[Stored data entries]
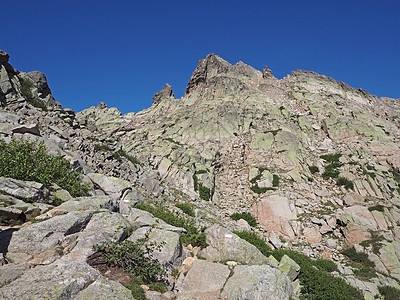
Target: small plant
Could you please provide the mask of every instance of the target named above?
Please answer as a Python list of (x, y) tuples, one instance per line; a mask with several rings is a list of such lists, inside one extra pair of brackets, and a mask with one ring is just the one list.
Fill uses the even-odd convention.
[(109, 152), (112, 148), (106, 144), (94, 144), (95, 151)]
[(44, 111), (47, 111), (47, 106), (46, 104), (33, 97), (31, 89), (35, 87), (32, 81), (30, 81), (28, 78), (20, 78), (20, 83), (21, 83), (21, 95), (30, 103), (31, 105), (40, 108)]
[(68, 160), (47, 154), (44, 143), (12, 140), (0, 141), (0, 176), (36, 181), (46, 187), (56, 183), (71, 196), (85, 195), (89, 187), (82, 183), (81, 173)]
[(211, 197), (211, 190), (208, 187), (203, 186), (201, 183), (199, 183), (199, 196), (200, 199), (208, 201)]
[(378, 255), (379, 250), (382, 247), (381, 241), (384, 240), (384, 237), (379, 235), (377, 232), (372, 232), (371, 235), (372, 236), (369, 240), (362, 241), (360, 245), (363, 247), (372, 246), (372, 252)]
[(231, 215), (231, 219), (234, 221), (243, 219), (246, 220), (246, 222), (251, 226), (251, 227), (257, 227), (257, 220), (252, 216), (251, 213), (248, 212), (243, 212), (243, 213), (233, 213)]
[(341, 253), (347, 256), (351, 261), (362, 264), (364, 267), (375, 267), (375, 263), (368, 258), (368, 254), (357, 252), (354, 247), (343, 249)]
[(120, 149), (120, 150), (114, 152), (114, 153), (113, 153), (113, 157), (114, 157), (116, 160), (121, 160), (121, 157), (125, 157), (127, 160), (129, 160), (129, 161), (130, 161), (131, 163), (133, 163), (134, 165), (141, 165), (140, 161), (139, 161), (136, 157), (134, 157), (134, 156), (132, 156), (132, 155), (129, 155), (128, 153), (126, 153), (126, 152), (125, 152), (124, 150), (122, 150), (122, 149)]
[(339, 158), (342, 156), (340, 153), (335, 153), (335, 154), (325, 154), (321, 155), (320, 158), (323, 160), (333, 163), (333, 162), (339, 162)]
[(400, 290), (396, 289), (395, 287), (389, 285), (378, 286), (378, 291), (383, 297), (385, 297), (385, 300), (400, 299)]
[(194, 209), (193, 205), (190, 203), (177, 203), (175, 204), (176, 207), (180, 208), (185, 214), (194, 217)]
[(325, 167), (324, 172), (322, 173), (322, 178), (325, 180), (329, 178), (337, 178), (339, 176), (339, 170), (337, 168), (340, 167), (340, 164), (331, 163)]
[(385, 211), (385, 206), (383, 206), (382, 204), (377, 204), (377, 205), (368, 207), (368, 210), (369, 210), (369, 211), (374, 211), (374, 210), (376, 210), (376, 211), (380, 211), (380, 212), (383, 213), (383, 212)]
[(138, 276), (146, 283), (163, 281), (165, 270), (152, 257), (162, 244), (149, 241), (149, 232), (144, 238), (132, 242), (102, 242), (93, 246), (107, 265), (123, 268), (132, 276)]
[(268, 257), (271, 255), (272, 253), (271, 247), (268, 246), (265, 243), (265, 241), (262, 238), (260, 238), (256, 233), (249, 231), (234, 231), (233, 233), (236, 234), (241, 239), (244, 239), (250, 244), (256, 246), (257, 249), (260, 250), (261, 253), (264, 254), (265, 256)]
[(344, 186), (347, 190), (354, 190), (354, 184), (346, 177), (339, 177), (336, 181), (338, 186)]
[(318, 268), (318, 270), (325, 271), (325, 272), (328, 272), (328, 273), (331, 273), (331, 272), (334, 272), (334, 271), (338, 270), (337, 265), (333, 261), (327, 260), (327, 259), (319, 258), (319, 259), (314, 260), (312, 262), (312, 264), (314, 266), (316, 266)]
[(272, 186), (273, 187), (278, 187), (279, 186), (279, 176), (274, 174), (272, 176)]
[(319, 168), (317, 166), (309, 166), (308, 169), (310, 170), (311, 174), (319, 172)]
* * *
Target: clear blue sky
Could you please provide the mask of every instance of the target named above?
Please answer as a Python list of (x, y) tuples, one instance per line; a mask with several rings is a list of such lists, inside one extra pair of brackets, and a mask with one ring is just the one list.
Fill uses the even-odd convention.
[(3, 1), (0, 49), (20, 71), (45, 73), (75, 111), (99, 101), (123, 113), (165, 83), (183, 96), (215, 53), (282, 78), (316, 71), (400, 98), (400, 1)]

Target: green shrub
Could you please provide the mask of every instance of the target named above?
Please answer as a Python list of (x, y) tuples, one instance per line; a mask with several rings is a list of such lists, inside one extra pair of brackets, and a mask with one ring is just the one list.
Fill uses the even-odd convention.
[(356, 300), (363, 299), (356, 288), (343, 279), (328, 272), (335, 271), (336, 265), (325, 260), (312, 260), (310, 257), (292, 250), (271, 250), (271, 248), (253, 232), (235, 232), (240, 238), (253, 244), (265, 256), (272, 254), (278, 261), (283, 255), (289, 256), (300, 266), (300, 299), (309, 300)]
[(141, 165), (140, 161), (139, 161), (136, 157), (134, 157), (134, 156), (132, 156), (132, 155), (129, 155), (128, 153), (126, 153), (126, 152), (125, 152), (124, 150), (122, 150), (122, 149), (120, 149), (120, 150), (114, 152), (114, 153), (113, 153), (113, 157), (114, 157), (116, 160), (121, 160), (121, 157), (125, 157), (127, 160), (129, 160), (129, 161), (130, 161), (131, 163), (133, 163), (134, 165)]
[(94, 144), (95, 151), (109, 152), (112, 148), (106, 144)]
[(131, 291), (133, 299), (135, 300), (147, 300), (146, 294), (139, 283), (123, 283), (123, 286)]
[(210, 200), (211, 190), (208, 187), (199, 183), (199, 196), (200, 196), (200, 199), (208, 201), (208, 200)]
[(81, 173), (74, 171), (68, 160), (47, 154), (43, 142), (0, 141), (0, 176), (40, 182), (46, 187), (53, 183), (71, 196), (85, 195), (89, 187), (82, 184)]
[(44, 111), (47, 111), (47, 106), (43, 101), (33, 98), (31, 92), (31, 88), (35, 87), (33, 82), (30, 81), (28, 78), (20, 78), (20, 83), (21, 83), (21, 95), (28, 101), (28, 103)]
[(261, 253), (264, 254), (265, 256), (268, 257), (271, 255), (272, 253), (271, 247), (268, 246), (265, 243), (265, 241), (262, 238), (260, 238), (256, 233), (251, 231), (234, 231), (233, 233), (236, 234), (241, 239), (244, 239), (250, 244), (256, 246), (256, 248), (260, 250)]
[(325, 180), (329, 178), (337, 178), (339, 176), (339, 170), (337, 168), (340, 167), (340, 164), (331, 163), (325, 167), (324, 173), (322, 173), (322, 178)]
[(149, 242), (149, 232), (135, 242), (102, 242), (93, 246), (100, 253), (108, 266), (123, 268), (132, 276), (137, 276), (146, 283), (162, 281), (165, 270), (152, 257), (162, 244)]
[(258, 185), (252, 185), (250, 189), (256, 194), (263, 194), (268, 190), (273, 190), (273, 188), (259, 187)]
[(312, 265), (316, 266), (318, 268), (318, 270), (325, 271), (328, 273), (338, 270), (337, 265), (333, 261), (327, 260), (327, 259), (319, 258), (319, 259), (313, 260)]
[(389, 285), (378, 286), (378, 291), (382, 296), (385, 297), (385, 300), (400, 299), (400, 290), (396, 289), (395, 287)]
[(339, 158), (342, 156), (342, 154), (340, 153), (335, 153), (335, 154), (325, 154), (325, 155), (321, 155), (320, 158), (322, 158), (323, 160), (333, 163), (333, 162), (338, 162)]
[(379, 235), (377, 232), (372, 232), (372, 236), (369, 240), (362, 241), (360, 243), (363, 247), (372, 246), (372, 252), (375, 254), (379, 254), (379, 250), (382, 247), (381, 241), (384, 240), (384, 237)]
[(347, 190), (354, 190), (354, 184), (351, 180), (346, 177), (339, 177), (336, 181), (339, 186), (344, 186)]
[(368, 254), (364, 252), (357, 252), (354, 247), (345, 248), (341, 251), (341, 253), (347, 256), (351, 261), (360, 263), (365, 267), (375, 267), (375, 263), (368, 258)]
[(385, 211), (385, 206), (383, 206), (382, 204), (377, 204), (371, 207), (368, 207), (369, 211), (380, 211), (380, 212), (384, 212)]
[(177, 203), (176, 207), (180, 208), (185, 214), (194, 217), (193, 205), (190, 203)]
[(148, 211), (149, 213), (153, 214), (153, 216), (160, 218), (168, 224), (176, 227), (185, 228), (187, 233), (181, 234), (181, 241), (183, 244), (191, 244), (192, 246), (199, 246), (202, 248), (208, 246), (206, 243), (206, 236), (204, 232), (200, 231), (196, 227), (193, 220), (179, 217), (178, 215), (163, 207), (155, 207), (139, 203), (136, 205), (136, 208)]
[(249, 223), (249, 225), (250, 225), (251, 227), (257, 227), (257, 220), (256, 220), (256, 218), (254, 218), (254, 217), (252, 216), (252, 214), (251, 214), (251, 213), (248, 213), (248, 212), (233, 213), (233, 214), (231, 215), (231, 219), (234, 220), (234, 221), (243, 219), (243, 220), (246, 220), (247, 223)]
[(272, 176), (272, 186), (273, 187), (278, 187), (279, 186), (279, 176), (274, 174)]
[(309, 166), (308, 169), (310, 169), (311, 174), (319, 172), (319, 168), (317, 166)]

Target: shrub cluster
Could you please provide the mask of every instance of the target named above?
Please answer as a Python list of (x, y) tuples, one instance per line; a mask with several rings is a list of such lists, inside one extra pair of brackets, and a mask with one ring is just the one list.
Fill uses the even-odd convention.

Work order: Each line of the entries that holds "shrub" should be counted, and only the total given.

Exercise result: 2